**TAREFA 1**
De acordo com o texto sobre o ceticismo na ciência, em que ano Semmelweis testou e confirmou sua descoberta?
**TAREFA 2**
Indique se cada afirmação concorda com o texto sobre o ceticismo na ciência, respondendo sim ou não e citando literalmente as palavras decisivas do texto.
(a) A tese de doutorado de Céline trata da vida e da obra de Semmelweis.
(b) A moda antivacina nasceu entre os negacionistas de direita.
(c) Quando os médicos lavavam as mãos, morriam mais mulheres nos partos.

### TEXTO FORNECIDO ###

A história da ciência é historia de céticos. Desde os cueiros, a ciência moderna apanha dos descrentes. O temor dos efeitos indesejados das boas intenções científicas comparece desde a literatura oitocentista, vide o doutor Victor Frankenstein, até o cinema catástrofe contemporâneo. Hollywood é pródiga na desova de gênios desalmados manipulando frascos diabólicos. É desconfiança velha, que alimentou a moda antivacina dos naturebas de esquerda, antes de florescer à direita, com os negacionistas nossos de cada dia.
Esse ceticismo atrasou o combate a doenças controláveis pelo gesto simples de lavar as mãos, conta Céline, um insuspeito para direitistas. Sua tese de doutorado em medicina ("Vida e Obra de Semmelweis") narra descoberta singela de um colega seu de ofício. Em 1846, Ignac Fulop Semmelweis testou e confirmou: quando médicos lavavam as mãos, após saírem do necrotério, morriam menos mulheres nos partos que realizavam a seguir. A profilaxia salvava.

### CONTEÚDO DOS DADOS ###

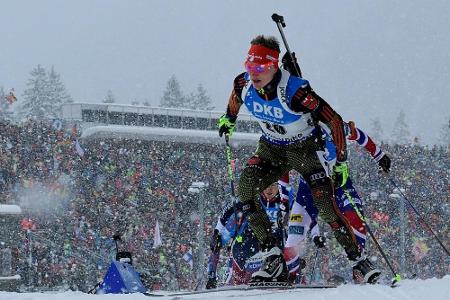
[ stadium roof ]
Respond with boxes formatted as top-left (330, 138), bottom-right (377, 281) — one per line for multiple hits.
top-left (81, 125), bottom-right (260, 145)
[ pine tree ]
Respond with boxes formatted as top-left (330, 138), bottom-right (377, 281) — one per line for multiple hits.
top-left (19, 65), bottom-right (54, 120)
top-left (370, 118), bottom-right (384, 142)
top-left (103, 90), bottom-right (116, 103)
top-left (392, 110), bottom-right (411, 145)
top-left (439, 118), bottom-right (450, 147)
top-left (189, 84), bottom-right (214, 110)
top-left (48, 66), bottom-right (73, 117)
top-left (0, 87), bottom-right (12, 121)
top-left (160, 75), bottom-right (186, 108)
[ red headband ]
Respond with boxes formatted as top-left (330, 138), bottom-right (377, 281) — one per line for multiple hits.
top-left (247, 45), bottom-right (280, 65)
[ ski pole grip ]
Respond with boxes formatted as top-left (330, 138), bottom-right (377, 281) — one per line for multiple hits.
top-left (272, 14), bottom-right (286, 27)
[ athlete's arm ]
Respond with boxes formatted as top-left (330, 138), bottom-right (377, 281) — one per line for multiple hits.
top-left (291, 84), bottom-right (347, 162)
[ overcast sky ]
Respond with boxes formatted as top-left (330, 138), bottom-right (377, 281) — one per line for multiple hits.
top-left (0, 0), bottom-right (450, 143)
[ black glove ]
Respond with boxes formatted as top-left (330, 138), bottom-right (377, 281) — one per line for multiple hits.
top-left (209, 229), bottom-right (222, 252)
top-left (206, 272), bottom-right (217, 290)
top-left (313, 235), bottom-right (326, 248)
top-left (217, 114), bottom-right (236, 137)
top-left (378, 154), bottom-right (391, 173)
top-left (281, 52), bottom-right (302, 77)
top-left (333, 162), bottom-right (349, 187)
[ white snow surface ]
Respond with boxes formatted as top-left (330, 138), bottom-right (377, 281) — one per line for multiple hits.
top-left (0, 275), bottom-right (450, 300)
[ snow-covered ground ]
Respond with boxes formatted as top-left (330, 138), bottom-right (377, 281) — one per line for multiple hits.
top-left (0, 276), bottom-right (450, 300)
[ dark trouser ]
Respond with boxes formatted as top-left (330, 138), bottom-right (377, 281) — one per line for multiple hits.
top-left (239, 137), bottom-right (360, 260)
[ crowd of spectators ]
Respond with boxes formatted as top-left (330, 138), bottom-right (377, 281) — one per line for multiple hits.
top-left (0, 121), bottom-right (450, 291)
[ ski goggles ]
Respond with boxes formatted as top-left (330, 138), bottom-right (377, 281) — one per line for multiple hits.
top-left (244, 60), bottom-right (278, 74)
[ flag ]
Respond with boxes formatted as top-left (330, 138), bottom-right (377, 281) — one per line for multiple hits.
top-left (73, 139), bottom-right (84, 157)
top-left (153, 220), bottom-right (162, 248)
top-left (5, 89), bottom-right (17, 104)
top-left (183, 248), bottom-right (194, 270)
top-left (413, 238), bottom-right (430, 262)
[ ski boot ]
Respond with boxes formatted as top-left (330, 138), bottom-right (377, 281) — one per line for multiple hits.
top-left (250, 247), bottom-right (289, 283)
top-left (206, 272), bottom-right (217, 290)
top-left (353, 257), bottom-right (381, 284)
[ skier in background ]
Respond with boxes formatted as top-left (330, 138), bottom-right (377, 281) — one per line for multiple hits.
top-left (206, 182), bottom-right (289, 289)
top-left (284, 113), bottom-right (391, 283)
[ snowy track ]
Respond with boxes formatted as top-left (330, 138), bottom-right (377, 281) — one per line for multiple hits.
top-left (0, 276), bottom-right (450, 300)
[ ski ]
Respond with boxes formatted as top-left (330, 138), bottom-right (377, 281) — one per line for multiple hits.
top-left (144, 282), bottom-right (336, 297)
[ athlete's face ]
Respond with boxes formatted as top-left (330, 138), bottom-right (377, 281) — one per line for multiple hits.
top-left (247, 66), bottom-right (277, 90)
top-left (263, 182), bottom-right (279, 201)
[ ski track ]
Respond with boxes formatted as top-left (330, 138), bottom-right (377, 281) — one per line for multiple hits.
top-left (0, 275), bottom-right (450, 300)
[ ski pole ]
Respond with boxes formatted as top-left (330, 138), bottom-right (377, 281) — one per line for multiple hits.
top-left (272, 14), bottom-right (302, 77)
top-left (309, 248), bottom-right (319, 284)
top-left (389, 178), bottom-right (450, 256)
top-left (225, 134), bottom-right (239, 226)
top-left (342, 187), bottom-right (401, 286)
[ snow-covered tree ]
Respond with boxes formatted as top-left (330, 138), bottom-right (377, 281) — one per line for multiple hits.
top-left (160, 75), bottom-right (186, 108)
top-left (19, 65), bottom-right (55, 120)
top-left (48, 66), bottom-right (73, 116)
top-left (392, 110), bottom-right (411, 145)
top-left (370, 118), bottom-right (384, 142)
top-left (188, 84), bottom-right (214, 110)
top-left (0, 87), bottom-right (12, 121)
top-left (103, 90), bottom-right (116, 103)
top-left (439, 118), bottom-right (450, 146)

###
### CONTEÚDO DOS DADOS ###

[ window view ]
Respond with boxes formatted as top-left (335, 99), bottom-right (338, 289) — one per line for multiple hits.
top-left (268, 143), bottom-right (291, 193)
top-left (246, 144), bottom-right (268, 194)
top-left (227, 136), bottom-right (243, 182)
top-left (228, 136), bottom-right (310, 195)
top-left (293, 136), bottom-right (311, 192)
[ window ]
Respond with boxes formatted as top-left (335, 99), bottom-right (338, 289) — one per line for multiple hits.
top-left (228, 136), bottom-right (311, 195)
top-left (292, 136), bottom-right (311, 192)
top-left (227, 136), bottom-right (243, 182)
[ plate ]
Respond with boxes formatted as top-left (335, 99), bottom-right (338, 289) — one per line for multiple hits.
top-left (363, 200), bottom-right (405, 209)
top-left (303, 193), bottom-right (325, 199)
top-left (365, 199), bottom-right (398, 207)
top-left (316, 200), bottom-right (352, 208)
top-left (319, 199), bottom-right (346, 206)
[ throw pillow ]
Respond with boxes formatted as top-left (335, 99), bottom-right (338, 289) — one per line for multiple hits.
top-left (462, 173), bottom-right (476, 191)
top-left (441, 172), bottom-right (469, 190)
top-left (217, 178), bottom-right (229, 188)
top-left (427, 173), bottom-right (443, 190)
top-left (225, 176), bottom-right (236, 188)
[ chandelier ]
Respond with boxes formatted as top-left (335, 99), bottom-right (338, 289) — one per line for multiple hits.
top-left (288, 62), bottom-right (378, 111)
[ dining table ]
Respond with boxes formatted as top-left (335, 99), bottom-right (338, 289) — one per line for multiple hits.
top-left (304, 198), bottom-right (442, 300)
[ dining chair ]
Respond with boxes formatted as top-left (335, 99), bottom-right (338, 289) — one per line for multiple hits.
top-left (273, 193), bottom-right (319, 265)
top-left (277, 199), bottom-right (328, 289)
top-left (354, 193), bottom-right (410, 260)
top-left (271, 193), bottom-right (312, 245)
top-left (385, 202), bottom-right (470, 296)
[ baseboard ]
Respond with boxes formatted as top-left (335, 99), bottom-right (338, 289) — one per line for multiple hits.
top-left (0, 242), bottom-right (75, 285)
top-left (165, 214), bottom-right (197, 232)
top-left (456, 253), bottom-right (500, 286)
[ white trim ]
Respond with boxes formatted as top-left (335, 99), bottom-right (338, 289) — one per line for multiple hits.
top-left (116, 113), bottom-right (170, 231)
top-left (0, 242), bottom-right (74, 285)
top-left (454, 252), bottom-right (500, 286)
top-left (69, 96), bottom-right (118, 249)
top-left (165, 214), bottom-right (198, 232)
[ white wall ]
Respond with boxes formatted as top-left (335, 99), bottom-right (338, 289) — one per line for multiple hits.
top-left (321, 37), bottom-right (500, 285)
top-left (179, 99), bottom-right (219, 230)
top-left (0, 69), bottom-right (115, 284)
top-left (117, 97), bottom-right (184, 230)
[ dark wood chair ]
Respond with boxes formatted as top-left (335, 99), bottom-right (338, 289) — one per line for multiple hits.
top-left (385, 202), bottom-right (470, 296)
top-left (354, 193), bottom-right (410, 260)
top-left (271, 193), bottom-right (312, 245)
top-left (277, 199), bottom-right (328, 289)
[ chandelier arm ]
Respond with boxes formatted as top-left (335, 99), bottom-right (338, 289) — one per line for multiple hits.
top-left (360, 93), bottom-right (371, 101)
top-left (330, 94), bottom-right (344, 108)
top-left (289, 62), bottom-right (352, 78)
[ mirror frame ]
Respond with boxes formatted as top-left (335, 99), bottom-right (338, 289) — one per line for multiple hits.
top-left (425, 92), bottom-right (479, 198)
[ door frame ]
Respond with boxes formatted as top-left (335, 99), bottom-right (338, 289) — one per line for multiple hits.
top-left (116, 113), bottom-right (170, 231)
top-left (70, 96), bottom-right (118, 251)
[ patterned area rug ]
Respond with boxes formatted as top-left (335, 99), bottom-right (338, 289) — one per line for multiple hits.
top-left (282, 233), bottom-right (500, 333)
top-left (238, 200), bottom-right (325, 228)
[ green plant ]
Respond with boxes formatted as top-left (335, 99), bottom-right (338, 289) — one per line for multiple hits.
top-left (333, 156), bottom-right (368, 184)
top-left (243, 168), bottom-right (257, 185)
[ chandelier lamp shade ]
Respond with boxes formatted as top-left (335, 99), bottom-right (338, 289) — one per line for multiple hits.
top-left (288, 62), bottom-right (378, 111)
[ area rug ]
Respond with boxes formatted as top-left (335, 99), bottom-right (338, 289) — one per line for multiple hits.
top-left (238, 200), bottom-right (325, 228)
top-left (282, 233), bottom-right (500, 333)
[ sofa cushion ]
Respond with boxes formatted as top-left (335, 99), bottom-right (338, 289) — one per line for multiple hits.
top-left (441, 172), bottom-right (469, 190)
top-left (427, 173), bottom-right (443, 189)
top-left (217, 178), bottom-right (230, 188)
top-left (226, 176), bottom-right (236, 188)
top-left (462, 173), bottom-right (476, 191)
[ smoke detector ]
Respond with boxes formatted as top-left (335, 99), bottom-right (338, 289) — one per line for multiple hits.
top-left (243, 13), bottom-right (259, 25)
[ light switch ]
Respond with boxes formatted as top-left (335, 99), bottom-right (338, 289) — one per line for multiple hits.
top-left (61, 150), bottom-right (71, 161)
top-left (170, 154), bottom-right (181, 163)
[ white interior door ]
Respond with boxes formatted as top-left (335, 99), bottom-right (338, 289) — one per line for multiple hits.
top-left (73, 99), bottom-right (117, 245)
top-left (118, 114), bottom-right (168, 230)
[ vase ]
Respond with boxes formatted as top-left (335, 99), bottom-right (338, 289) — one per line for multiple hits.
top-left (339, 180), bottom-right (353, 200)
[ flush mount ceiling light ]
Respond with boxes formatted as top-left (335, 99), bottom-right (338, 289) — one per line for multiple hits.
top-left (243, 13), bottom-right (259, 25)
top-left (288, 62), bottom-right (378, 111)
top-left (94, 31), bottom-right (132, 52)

###

**RESPOSTA 1**
Em 1846.

**RESPOSTA 2**
(a) Sim: «Sua tese de doutorado em medicina ("Vida e Obra de Semmelweis")».
(b) Não: «alimentou a moda antivacina dos naturebas de esquerda, antes de florescer à direita».
(c) Não: «quando médicos lavavam as mãos, após saírem do necrotério, morriam menos mulheres nos partos que realizavam a seguir».